-- TASK GOAL --
Go through the records and filter out every line lacking the word "stone"; copy the lines that remain.

Dataset entries:

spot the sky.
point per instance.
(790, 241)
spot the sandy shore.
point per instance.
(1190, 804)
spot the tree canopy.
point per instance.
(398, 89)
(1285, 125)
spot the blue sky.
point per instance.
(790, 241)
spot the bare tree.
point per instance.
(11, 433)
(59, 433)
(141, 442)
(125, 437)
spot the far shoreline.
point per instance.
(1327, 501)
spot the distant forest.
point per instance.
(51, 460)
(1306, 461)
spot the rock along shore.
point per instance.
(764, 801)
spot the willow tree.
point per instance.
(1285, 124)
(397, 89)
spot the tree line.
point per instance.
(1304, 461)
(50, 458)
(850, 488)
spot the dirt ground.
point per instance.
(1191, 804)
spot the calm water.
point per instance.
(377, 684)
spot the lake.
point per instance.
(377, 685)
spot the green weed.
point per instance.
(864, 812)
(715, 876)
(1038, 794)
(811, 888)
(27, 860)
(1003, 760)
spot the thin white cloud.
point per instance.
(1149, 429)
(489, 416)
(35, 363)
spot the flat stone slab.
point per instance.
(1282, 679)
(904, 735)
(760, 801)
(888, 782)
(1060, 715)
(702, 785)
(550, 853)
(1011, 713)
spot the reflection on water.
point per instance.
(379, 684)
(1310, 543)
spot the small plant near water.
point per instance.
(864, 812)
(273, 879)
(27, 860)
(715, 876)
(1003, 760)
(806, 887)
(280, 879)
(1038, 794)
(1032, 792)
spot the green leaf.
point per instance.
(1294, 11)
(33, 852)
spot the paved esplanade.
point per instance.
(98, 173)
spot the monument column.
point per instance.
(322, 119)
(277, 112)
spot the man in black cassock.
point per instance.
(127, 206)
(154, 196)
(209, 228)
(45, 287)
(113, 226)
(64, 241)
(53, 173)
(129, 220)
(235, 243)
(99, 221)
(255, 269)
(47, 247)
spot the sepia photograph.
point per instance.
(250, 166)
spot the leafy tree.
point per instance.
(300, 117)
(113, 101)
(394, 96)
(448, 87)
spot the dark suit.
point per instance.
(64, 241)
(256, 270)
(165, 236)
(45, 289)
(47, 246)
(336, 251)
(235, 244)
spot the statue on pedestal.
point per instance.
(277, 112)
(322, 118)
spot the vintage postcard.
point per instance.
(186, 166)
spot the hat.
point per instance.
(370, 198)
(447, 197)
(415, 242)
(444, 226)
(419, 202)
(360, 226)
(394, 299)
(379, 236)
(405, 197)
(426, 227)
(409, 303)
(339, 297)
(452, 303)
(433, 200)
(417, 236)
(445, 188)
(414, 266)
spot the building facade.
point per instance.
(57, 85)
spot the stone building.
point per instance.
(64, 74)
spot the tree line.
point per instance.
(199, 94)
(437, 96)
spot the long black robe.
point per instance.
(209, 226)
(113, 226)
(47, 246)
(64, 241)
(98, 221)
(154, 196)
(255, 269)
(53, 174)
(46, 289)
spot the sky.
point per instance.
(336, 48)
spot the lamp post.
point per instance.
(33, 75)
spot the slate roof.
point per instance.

-- SOLUTION TO THIS PROBLEM --
spot the flat stone slab.
spot the stone building.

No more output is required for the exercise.